UPDATE - We just learned that the Board hearing to discuss changes to the Solar Incentive Program has been rescheduled to Wednesday, June 19th at 9:00 a.m. (Still at DWP HQ on Hope Street in downtown LA.) We will not be able to attend due to a prior commitment with the USC Solar Decathlon team. Anyone who does attend, feel free to pass on our thoughts below to the Board.
Solar is a great fit for non-profit organizations - environmental awareness and good stewardship of resources go hand-in-hand with the mission of churches and schools. But because non-profits are unable to take advantage of tax incentives, their sole sweetener for going solar are utility rebates - and in the City of the Angels, those rebates are about to drop dramatically before they go away entirely.
LADWP’s Solar Incentive Program (SIP) has been divided into two pieces: Residential and Non-Residential, the latter of which was further divided between Commercial (applicable to taxable entities) and Non-Profit/Government (i.e., tax exempt organizations). The Non-Residential program is being phased out in favor of the Feed-in Tariff program (about which we have written extensively). The thing is - the price paid for energy under the Feed-in Tariff program is just too small to pencil out for entities that cannot avail themselves of the 30% federal Investment Tax Credit and depreciation - and unlike under the existing SIP which offers higher rebate rates for non-profits, the FiT only provides a single payment level regardless of the tax status of the entity.
Most non-profits are looking for modest-sized solar systems in the 30 to 150kW range. That is too small to attract lots of financing options and the boards of many non-profits are reluctant to commit to long-term leases for a depreciating asset.
Bottom line - without the help of a generous rebate, many - if not most non-profits - will be left on the sidelines of solar.
Which makes the news coming out of LADWP all the more troubling. We have learned this week that when DWP goes before its Board on June 18th, it will seek a final re-authorization of the Non-Residential SIP with a requested budget of $15 million and rebate rates of $0.70/Watt for Commercial and just $1.45/Watt for Non-Profits. As bad as that reduction is, when that $15 million is gone, that is it - no further funding of the SIP is planned.
How big is the shortfall caused by the lowered rebates? Assume two neighboring entities, one commercial the other non-profit, that want to install a 100 kW solar power system on their respective buildings. If we assume that the install cost comes in at $4.50/Watt, they are looking at an initial outlay of $450,000. The commercial entity will get a rebate of $70,000 and a federal ITC of $135,000 leaving an out-of-pocket amount of $245,000 - and that is before figuring in depreciation. The non-profit qualifies for a larger rebate, $145,000 under the proposed rates, but that’s it - leaving them with an out-of-pocket expense of $305,000 - $60,000 more than their for profit neighbor.
================================
◆ **GIVEN EXERCISE**:
According to the post on the Los Angeles solar rebates, why does the Feed-in Tariff program fall short for non-profits? Answer in one to three sentences. The data that follows was drawn from a separate source.
================================
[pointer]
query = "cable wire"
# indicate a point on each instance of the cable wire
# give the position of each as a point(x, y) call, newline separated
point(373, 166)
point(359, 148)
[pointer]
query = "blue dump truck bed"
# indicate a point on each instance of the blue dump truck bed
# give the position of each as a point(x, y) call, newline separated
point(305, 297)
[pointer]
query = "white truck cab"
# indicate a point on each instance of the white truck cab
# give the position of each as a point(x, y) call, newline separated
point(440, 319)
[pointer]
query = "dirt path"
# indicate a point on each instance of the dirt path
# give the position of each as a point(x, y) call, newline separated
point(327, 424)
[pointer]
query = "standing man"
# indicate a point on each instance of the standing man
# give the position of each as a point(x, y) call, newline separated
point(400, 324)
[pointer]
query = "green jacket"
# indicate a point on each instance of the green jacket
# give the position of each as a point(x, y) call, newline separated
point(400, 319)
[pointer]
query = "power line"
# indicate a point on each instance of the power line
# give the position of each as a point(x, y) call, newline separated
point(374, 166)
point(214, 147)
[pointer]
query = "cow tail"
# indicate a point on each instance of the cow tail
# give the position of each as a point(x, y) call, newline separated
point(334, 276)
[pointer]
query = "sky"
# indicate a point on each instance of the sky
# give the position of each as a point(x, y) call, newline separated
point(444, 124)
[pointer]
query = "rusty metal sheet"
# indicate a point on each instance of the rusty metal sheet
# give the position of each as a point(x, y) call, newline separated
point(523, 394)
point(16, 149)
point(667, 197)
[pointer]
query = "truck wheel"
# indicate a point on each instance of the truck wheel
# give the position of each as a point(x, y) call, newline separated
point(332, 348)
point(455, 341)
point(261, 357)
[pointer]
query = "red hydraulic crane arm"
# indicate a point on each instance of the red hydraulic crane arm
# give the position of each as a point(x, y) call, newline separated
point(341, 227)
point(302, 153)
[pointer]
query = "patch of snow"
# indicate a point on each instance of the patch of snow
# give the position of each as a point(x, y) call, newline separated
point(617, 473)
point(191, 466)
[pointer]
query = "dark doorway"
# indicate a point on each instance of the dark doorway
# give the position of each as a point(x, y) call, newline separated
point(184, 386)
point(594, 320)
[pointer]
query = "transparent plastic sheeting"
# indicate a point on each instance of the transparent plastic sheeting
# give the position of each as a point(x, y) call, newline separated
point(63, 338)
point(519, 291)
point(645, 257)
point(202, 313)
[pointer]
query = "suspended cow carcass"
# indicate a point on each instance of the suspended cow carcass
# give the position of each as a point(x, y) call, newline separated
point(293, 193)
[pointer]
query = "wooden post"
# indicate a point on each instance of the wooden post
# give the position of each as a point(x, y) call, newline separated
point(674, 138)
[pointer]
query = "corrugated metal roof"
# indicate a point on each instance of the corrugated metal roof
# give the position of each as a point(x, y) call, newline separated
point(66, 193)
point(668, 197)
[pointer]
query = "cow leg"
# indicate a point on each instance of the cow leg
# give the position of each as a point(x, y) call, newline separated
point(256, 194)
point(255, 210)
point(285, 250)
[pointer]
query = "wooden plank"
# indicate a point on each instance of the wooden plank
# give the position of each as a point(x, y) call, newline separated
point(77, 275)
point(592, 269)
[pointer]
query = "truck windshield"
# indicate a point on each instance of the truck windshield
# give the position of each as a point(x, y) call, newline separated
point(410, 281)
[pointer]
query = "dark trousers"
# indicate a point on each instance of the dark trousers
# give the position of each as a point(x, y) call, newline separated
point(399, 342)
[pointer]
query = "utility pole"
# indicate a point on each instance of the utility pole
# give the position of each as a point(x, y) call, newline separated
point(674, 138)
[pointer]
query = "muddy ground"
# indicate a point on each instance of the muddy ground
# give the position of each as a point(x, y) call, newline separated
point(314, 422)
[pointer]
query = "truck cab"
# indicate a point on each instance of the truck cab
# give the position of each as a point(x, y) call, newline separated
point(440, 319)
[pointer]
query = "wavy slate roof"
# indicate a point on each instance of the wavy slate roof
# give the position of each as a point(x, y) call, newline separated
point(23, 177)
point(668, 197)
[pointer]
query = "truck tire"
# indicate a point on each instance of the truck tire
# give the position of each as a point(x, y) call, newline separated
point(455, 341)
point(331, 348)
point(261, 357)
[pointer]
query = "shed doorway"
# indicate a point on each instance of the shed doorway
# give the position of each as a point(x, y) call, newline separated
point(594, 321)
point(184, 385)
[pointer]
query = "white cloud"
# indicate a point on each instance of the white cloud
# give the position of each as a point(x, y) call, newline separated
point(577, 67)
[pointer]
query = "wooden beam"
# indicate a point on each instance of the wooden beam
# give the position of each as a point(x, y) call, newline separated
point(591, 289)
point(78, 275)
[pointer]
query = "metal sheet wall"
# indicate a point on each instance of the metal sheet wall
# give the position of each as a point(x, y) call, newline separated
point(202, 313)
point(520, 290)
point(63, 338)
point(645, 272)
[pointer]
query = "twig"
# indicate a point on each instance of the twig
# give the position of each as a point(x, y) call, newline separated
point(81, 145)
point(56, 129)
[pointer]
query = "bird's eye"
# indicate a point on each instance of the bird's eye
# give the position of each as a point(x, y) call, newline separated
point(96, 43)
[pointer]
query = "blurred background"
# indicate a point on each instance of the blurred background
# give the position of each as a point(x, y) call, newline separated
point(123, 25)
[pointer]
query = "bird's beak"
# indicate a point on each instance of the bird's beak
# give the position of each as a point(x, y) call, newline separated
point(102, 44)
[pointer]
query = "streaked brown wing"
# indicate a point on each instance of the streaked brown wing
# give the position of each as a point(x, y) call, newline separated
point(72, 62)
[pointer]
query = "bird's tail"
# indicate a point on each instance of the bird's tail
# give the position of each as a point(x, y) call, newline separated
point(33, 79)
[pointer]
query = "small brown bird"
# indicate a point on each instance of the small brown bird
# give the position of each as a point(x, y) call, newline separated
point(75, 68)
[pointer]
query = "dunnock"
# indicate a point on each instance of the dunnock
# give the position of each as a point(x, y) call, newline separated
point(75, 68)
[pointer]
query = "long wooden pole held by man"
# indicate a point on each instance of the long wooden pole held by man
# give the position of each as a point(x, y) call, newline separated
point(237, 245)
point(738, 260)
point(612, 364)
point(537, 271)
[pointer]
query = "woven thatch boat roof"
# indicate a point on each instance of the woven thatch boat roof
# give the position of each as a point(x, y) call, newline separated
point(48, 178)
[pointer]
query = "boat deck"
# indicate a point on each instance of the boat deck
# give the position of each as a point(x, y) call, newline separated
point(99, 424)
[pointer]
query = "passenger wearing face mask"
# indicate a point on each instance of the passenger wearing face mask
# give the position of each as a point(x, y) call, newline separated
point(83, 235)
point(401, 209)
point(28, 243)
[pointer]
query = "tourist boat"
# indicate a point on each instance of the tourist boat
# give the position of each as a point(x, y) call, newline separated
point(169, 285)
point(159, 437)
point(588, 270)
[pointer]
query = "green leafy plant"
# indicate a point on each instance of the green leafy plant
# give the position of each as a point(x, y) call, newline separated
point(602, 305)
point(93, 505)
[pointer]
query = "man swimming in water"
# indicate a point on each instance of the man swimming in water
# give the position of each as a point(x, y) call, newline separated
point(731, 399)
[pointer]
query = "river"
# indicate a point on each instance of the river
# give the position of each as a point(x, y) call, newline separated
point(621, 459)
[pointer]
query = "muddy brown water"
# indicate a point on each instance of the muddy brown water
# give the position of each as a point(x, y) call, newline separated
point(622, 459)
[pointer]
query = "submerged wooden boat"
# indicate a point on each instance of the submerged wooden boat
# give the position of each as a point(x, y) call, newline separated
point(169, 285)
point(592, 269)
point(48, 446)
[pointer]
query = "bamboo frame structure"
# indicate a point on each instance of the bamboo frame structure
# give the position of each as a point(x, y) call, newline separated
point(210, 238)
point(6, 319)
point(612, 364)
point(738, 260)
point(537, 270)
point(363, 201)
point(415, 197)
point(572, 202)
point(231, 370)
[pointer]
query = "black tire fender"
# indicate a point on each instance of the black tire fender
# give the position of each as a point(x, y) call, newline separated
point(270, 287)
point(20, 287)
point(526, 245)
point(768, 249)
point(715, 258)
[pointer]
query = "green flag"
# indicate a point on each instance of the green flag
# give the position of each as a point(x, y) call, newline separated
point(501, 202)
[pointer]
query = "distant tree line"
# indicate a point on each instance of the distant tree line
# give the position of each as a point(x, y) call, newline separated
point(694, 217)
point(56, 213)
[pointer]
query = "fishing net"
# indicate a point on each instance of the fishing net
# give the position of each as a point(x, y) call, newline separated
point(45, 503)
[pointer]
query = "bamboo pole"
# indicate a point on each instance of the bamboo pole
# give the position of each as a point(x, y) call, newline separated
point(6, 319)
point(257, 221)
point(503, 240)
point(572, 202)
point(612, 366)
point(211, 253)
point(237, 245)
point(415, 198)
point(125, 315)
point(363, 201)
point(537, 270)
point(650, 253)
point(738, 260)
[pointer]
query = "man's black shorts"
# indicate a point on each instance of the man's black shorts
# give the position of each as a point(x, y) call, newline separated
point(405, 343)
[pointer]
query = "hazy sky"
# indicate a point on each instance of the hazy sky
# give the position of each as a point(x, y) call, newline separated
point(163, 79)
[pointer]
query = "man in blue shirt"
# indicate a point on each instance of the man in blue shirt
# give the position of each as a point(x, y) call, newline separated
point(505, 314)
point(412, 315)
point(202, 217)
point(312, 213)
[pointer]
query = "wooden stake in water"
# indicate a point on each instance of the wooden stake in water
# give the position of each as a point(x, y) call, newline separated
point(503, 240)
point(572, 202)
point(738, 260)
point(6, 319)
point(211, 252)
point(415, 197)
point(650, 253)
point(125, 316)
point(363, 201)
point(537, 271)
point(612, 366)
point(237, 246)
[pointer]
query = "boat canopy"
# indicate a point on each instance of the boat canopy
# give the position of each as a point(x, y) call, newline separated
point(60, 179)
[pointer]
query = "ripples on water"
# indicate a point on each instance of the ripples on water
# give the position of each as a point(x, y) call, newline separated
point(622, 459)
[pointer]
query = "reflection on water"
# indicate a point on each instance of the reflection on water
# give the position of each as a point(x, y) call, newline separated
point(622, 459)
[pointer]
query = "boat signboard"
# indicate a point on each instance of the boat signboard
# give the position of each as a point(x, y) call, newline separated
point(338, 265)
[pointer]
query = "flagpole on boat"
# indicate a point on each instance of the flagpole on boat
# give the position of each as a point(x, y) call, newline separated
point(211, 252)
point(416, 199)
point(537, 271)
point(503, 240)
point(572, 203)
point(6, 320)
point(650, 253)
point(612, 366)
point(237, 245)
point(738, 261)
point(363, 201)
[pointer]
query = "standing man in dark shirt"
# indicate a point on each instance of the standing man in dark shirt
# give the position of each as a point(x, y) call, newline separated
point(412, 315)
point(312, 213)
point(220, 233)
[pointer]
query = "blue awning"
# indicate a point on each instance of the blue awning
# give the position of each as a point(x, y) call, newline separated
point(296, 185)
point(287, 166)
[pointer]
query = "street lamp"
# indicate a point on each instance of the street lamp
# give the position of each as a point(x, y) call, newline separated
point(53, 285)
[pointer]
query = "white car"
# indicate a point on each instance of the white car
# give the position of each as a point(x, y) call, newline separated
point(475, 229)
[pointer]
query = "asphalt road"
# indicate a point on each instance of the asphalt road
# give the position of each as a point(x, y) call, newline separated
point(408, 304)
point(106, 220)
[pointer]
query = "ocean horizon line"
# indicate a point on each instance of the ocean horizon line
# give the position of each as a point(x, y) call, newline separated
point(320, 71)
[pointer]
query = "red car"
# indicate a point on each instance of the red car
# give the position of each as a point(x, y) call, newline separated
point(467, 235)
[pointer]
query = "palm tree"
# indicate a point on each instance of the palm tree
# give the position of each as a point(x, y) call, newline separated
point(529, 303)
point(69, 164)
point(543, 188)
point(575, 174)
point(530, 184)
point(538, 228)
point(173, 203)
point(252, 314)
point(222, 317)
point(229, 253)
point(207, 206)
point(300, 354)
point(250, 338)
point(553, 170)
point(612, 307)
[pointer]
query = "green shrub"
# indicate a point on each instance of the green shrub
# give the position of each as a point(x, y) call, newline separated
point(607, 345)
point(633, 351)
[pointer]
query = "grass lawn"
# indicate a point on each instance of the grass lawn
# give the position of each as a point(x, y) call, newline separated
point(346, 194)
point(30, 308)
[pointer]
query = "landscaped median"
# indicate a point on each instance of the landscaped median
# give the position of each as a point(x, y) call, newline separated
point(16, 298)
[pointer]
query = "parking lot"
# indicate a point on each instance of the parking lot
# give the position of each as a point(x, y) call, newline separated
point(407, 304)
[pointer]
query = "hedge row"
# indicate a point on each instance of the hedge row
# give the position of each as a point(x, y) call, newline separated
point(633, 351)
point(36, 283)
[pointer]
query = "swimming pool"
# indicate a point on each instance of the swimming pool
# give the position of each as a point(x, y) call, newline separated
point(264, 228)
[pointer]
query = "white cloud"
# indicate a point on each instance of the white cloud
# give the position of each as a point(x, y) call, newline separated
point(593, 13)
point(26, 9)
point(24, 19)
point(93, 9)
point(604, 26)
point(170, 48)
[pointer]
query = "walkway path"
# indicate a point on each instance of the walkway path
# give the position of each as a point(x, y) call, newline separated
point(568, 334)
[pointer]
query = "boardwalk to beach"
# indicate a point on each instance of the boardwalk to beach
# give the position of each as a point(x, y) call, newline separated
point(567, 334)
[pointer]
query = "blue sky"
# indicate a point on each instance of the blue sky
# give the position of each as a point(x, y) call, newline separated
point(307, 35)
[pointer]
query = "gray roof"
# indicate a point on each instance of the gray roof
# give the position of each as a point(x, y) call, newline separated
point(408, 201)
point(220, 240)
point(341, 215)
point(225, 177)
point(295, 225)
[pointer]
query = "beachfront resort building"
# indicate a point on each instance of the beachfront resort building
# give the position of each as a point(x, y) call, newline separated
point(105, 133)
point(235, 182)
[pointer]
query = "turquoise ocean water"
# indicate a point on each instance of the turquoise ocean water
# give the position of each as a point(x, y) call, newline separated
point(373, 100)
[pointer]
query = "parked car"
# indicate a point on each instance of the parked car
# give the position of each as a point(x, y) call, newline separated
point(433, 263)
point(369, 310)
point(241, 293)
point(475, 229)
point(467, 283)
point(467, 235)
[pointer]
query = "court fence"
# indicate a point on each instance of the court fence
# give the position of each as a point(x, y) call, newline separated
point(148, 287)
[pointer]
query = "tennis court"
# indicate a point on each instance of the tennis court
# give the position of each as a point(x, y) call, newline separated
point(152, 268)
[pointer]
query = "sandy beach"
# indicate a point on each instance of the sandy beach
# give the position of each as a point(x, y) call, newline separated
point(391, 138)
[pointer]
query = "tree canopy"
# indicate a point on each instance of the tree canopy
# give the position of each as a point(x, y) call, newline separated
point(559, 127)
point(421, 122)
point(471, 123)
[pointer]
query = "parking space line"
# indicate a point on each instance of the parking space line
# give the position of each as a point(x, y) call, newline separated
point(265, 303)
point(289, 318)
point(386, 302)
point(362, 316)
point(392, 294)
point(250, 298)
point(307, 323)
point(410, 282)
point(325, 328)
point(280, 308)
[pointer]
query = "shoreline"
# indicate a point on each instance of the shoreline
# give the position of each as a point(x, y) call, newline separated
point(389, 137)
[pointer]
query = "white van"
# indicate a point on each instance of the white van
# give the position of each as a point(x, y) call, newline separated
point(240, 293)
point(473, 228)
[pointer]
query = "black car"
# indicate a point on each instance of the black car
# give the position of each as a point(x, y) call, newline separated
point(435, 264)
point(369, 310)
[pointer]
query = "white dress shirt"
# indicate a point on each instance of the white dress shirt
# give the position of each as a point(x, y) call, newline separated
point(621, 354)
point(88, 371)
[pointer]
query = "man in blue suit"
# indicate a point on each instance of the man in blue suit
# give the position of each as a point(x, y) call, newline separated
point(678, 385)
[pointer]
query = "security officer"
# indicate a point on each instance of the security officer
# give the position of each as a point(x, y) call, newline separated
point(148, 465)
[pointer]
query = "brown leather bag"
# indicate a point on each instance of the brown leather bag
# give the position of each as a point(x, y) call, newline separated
================================
◆ **RESPONSE TO THE EXERCISE**:
The price paid for energy under the Feed-in Tariff is too small to pencil out for entities that cannot claim the 30% federal Investment Tax Credit and depreciation, which non-profits cannot. Also, unlike the existing SIP, which offers higher rebate rates for non-profits, the Feed-in Tariff pays a single rate regardless of tax status.